- **PAGE EXCERPT**
__________________________________________________

Van’s Note: For this Saturday issue of The Bleeding Edge, we turn to our colleague Teeka Tiwari. Read on to hear Teeka’s thoughts on how to prepare ourselves for the possibility of another crypto sell-off…
The last time I felt like this was 14 years ago…
It was a devastating time in the financial markets. It was so bad people wondered if we’d ever come through to the other side.
The memory of it is probably fresh for many of you, too: the Great Financial Crisis of 2007–2009.
In October 2007, the S&P 500 hit new highs after an epic 101% run from the 2000 dot-com bust lows.
But Wall Street got greedy. They started taking outlandish risks. Firms like Lehman Brothers were using leverage as high as 31 to 1.
Many of Wall Street’s trades involved low-quality assets masquerading as high-quality assets. Somehow Wall Street had convinced the rating agencies to give subprime loans, (loans made to the riskiest borrowers) AAA ratings.
So when Wall Street treated these risky assets as safe AAA-rated assets, it led to disaster.
When the subprime loans unraveled, the S&P 500 dropped from its 1,565 point all-time high in October 2007 to a 676 low in March 2009…
And the first domino to fall was global investment firm Bear Stearns.
In early 2007, it had a $20 billion market cap and traded for $171…
Less than a year later, the company narrowly avoided bankruptcy when JPMorgan swooped in and bought it for $10 per share… a 94% discount on its share price a year prior.
At the time, I was running my own hedge fund. I remember thinking, “This isn’t over. Bear Stearns is massive. There’s no way more dominoes won’t fall.”
It took some time, but that’s exactly what happened…
After its March 2008 lows, the market recovered more than half its losses and rallied 12% to 1,425 in two months…
I’m sure investors who bought the dip were popping the proverbial champagne bottle for their wizard-like timing.
Then, just like that… the next domino fell.
A Bear Market Bounce or Bull Market Return?
In September 2008, we saw the granddaddy of all bankruptcies occur with Lehman Brothers.
The 158-year-old firm had a record $613 billion in debt when it filed for bankruptcy on September 15, 2008.
This would send markets to new lows. But the sell-off was far from over.
Washington Mutual collapsed… Then Wachovia… Then National City Bank… and more market carnage ensued.
The chart below shows the S&P 500 during the financial crisis. As you can see, none of these firms’ collapses marked the bottom:
Here’s why I’m telling you this: We’re seeing a scaled-down version of the Great Financial Crisis play out in the crypto markets.
The first domino to fall was Terra (LUNA) and its stablecoin, UST…
Since LUNA’s implosion in May, crypto’s market cap has plunged 44%… and has dropped a total of 66% from the November 2021 all-time high.
But the ripple effect hasn’t stopped… And despite a recent turn toward the positive, I expect more dominoes to fall.
We’ve seen the entire crypto market rally this week, crossing the $1 trillion mark for the first time in just over a month… and bitcoin and Ethereum are up 30% and 70%, respectively, from their recent lows.
That’s encouraging… but it’s still too early to say the bear market is over.
Let me be clear: Nothing would please me more than being proved dead wrong by the market going straight back up. I hope you get to mock my concerns as overly cautious hand-wringing.
As a large investor in this space, I’d be the first to welcome a quick reversal back to a bull market.
Does my concerns about more weakness ahead in crypto mean we should sell everything and go to cash?

__________________________________________________

- **QUESTIONS ON THE MATERIAL**
1. Do these statements agree with the market commentary above? (a) Lehman Brothers had $613 billion in debt when it filed for bankruptcy. (b) JPMorgan bought Bear Stearns for $171 per share. (c) Bitcoin has risen 70% from its recent lows. Answer yes or no for each and quote the words from the commentary that decide it.
2. Write the next part of the market commentary, starting after its final sentence.

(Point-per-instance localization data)

__________________________________________________

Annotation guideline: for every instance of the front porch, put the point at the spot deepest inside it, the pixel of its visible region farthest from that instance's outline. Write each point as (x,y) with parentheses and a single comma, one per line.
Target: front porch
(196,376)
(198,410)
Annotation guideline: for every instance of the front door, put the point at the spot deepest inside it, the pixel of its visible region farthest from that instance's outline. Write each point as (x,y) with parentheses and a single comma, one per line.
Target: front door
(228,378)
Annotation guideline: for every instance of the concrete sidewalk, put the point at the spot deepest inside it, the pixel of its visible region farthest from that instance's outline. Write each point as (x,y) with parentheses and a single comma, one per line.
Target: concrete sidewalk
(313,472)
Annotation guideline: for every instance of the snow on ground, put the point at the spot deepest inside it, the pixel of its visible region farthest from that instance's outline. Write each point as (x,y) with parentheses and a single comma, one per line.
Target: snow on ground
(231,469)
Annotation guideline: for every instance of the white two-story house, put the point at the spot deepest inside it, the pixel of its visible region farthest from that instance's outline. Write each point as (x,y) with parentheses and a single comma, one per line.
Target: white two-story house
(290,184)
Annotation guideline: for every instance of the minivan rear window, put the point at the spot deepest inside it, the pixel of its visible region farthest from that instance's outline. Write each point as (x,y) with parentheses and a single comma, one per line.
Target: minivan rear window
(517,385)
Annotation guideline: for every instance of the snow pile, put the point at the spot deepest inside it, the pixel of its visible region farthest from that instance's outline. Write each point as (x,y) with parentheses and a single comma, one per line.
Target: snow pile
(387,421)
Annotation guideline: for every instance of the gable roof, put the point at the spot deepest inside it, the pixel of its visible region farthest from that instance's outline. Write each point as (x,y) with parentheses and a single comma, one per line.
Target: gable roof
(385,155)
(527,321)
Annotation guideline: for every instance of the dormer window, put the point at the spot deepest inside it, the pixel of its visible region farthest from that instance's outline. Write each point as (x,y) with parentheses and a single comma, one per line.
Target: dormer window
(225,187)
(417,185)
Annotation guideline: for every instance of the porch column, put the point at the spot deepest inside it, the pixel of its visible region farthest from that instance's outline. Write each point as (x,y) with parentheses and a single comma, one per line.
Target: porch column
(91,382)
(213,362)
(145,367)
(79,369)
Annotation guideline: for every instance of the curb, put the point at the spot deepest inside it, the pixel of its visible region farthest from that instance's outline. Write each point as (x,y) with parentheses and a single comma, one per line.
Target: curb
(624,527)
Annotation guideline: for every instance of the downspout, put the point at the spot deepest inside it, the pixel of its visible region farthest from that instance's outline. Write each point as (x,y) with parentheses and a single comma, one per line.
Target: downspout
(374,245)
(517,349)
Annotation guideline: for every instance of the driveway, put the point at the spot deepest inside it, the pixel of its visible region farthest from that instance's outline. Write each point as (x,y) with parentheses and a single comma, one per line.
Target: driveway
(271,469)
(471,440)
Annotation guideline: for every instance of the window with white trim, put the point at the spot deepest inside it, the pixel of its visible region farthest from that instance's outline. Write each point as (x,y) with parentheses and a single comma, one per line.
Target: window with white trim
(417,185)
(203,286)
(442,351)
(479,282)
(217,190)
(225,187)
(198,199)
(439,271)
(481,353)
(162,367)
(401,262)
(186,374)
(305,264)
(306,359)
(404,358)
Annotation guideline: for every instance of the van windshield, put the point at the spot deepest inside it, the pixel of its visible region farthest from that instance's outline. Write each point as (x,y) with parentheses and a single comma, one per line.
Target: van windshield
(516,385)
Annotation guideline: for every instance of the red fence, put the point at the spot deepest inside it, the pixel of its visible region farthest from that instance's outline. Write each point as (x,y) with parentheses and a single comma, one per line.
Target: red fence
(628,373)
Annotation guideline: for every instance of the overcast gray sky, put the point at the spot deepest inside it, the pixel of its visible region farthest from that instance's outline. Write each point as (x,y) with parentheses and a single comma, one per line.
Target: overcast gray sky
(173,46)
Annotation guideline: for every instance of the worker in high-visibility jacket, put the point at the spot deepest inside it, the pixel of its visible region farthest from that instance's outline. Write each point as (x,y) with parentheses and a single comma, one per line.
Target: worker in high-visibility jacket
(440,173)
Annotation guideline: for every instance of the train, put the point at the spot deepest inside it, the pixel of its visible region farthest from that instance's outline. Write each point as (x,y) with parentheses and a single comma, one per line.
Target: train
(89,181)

__________________________________________________

- **ANSWERS TO THIS EXERCISE**
1.
(a) Yes: "The 158-year-old firm had a record $613 billion in debt when it filed for bankruptcy on September 15, 2008."
(b) No: "JPMorgan swooped in and bought it for $10 per share."
(c) No: "bitcoin and Ethereum are up 30% and 70%, respectively, from their recent lows."

2.
The situation in the crypto market is very fluid right now. It’s important to remember this is a liquidity problem, not a bitcoin or Ethereum problem. Greedy actors took on too much risk and got caught using far too much leverage on risky assets.
Just like in 2007, they were using the type of leverage reserved for only the safest of assets except they were buying high-risk junk. This has caused everyone in the space to dial back risk… raise cash… and take a wait-and-see attitude on who is next to fail.
Now, if monetary policy were to suddenly become accommodative again (which I do not expect until October of this year at the earliest) then yes, crypto would gun higher and we would in all likelihood be back to the races.
Even though that is a low-probability event, I would hate to be out of the market if that were to happen.
Now, normally, Fed actions like this wouldn’t concern crypto. But we’ve seen that a looser monetary policy acts like rocket fuel for crypto prices. So we can’t ignore that possibility.
As to the action we are seeing right now? Well it looks like an oversold bounce to me. That’s why I’m sharing this article with you so you can prepare yourself mentally if the crypto sell-off resumes.
The Next Dominoes to Fall
We’ve already seen crypto firms like Celsius and Voyager Digital go belly up.
Just like Bear Stearns and Lehman during the financial crisis, their demise will have a domino effect on other crypto firms exposed to their toxic assets.
One area of concern is the stability of Tether (USDT), the largest stablecoin. It accounts for roughly half of all stablecoins in existence.
When Tether was small, I didn’t worry about its impact on the crypto market.
But with $66 billion worth of USDT in circulation today, Tether is one-sixth the size of bitcoin and one-third the size of Ethereum.
The crash of UST crash led many investors to reevaluate the strength of stablecoins. And hedge funds have ramped up their bets against Tether.
I’ve never been a fan of Tether because it never proved it had the 1:1 peg it claims. ($1 in cash for every USDT in circulation.)
Instead, assets like secured loans, corporate bonds, and cryptos are reported (but not verified) to back it up.
These assets come with greater risk than simply holding cash… And if the majority of investors rushed to redeem their Tether for U.S. dollars tomorrow, we’d see liquidity issues.
And if Tether’s peg slips significantly, it would mean massive pressure on the crypto markets.
Now, I’m not saying that Tether will completely collapse… They’ve done a good job processing approximately $16 billion in redemptions while still maintaining their $1 peg. That is impressive. But it’s something we are still monitoring closely.
Bitcoin miners are another reason I’m cautious right now.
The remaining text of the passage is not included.